= The records =
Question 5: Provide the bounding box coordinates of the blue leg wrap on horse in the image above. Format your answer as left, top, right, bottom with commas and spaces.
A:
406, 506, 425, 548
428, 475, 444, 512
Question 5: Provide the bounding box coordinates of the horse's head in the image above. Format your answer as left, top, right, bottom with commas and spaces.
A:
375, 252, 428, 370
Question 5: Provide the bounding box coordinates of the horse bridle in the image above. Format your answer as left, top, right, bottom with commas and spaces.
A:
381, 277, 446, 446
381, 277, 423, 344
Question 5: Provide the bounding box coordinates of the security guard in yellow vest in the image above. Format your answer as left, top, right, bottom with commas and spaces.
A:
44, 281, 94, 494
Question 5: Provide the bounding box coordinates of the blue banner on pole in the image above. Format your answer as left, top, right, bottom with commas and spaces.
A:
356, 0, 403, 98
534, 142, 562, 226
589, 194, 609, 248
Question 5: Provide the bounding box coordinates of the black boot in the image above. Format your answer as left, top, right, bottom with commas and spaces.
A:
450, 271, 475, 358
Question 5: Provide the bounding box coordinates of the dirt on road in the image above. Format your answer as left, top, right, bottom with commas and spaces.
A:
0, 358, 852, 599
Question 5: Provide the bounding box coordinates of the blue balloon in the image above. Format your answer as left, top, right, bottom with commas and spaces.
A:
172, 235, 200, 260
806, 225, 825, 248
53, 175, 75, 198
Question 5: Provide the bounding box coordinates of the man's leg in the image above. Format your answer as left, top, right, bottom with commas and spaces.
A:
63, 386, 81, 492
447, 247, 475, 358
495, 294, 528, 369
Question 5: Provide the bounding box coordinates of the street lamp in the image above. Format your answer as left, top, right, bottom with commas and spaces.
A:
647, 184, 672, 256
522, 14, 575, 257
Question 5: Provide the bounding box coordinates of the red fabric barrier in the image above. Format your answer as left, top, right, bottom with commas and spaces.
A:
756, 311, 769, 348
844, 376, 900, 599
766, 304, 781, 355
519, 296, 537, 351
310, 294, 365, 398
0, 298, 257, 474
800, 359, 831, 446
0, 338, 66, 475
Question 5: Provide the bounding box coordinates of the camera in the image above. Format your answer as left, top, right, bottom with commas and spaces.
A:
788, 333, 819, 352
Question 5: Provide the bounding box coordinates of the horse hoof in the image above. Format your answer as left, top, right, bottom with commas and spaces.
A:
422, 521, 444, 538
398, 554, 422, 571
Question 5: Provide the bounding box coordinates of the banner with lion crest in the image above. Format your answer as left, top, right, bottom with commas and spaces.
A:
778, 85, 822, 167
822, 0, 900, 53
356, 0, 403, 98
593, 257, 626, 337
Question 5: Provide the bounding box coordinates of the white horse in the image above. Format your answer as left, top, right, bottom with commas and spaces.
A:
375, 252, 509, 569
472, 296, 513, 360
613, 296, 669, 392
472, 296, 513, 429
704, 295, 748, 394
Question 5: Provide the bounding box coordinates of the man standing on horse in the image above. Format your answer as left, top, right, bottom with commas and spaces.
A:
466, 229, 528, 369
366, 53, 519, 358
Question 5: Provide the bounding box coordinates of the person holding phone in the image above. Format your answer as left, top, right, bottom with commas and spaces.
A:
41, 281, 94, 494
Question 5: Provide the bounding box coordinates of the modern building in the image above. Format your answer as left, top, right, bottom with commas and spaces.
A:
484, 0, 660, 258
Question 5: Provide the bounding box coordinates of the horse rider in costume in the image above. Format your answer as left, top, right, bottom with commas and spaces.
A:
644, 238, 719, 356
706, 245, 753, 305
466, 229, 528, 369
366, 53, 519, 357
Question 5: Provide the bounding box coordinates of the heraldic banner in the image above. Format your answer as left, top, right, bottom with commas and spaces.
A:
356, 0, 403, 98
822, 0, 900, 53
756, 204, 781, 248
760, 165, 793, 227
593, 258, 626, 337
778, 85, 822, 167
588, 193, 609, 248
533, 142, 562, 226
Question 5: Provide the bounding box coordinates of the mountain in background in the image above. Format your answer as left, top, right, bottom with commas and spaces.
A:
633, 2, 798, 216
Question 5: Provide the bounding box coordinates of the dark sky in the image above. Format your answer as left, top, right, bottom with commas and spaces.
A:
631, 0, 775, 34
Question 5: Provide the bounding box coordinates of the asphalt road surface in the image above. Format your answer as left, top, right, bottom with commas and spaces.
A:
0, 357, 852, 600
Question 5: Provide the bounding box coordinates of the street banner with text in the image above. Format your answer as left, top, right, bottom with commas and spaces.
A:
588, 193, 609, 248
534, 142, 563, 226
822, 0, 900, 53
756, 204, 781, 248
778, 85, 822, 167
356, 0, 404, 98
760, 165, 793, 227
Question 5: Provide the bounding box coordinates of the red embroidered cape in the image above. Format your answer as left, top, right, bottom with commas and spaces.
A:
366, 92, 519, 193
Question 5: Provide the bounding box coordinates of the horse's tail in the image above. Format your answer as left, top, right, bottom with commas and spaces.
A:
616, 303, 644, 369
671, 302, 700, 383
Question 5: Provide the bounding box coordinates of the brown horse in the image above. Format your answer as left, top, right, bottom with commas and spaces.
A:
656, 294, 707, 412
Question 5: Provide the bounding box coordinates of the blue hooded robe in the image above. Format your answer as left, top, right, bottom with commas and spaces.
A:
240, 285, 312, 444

= Short problem =
Could you print all of the records above again, unchanged and in the same order?

= Problem solution =
Question 5: Provide the bounding box coordinates of the blue leg wrap on horse in the image above. Format your answer as left, top, right, bottom with commas and spaces.
A:
406, 506, 425, 548
428, 475, 444, 512
Question 5: Provide the bounding box coordinates of the horse's head in the image above. Format your answer as left, top, right, bottom with commas and spaces.
A:
375, 252, 428, 370
Question 5: Provide the bounding box coordinates of the horse bridle in the image above. Format your answer as left, top, right, bottom with commas and spaces.
A:
381, 277, 446, 446
381, 277, 423, 344
Question 5: Provide the bounding box coordinates of the security guard in yellow vest in the image above. Format your answer as left, top, right, bottom with commas and spaces.
A:
44, 281, 94, 494
Question 5: Provide the bounding box coordinates of the blue banner on pole in the image above. Format your answer as left, top, right, bottom with commas and spaces.
A:
356, 0, 403, 98
534, 142, 562, 226
589, 194, 609, 248
Question 5: Provide the bounding box coordinates of the black boot in the image above. Format your answer as left, top, right, bottom with commas and spaces.
A:
450, 271, 475, 358
Question 5: Provide the bounding box coordinates of the dirt on road in the image above. Format your answer as left, top, right, bottom with commas and spaces.
A:
0, 358, 852, 599
Question 5: Provide the bounding box coordinates of the blue balloon in the image above. Format your answer as left, top, right, bottom with commas and spaces.
A:
172, 235, 200, 260
806, 225, 825, 248
53, 175, 75, 198
Question 5: Provide the bounding box coordinates of the man's leg in the image above. Format your answer as left, top, right, bottom with commas and spaces.
A:
63, 386, 81, 492
447, 247, 475, 358
495, 294, 528, 369
Question 5: Provide the bounding box coordinates of the street lamp in the image above. Format your answer as left, top, right, bottom with commas and spaces.
A:
647, 184, 672, 256
522, 14, 575, 257
Question 5: Provide the bounding box coordinates of the red fabric barrier in the image above. Format your answer as left, top, right, bottom with commas and spaces.
A:
756, 311, 769, 348
844, 376, 900, 599
766, 304, 781, 355
519, 296, 537, 351
310, 294, 365, 398
0, 298, 257, 474
800, 359, 831, 446
0, 338, 66, 475
Question 5: Provide the bounding box coordinates of the camera in the image above. Format your answer as left, top, right, bottom with commas and spaces.
A:
788, 333, 819, 352
Question 5: Provide the bounding box coordinates of the horse hoof in the image above. Format your answer as left, top, right, bottom with commas and spaces.
A:
422, 521, 444, 538
398, 554, 422, 571
Question 5: Provide the bounding box coordinates of the banner with lion crest in the image above. Format your answer as left, top, right, bottom with commas and spaces.
A:
778, 85, 822, 167
822, 0, 900, 53
356, 0, 403, 98
593, 257, 626, 337
Question 5: Provide the bounding box coordinates of the white horse in the image above. Format your answer as left, top, right, bottom with commas and spaces.
A:
375, 252, 509, 569
472, 296, 513, 360
613, 296, 669, 392
472, 296, 513, 429
704, 295, 748, 394
Question 5: Provide the bounding box coordinates of the man standing on horse in the image above. Format your answer as left, top, right, bottom with commas and spaces.
A:
466, 229, 528, 369
366, 53, 519, 358
Question 5: Provide the bounding box coordinates of the person holding phone in the image above. Format your answer as left, top, right, bottom with commas and spaces.
A:
41, 281, 94, 494
Question 5: Provide the bounding box coordinates of the modern building in the image above. Format your answer as left, top, right, bottom with commas and spaces.
A:
484, 0, 660, 258
Question 5: Provide the bounding box coordinates of the horse rider in costume in the image above. Format your answer as left, top, right, bottom with commas and spaces.
A:
644, 238, 719, 356
706, 245, 753, 305
466, 229, 528, 369
366, 53, 519, 357
Question 5: Provide the bounding box coordinates of the heraldic banner in the image above. Format your answer as left, top, right, bottom with commas and spaces.
A:
356, 0, 403, 98
822, 0, 900, 53
756, 204, 781, 248
760, 165, 793, 227
593, 258, 626, 337
778, 85, 822, 167
588, 193, 609, 248
533, 142, 562, 226
Question 5: Provide the bounding box coordinates of the mountain in background in the image above. Format your answer as left, top, right, bottom with commas and spaces.
A:
633, 2, 798, 216
Question 5: Provide the bounding box coordinates of the dark sky in the image above. Format your answer as left, top, right, bottom with commas and spaces.
A:
631, 0, 775, 34
Question 5: Provide the bounding box coordinates of the asphalt road surface in the image above. Format your answer as left, top, right, bottom with commas and spaces.
A:
0, 357, 852, 600
Question 5: Provide the bounding box coordinates of the street banner with text in the image above. Format your answer as left, top, right, bottom with commas and spaces.
A:
588, 193, 609, 248
534, 142, 563, 226
822, 0, 900, 53
756, 204, 781, 248
778, 85, 822, 167
356, 0, 404, 98
760, 165, 793, 227
Question 5: Provide the bounding box coordinates of the red embroidered cape in the image above. Format your answer as left, top, right, bottom with commas and spaces.
A:
366, 92, 519, 193
Question 5: Provide the bounding box coordinates of the horse's tail in the image above. Format your answer as left, top, right, bottom with commas and spaces.
A:
616, 303, 644, 369
671, 302, 700, 383
Question 5: Provide the bounding box coordinates of the brown horse in the image above. Format your answer as left, top, right, bottom with commas and spaces.
A:
656, 294, 707, 412
Question 5: Provide the bounding box coordinates of the blue hooded robe in the image above. Format your answer as left, top, right, bottom with commas and spaces.
A:
240, 285, 312, 444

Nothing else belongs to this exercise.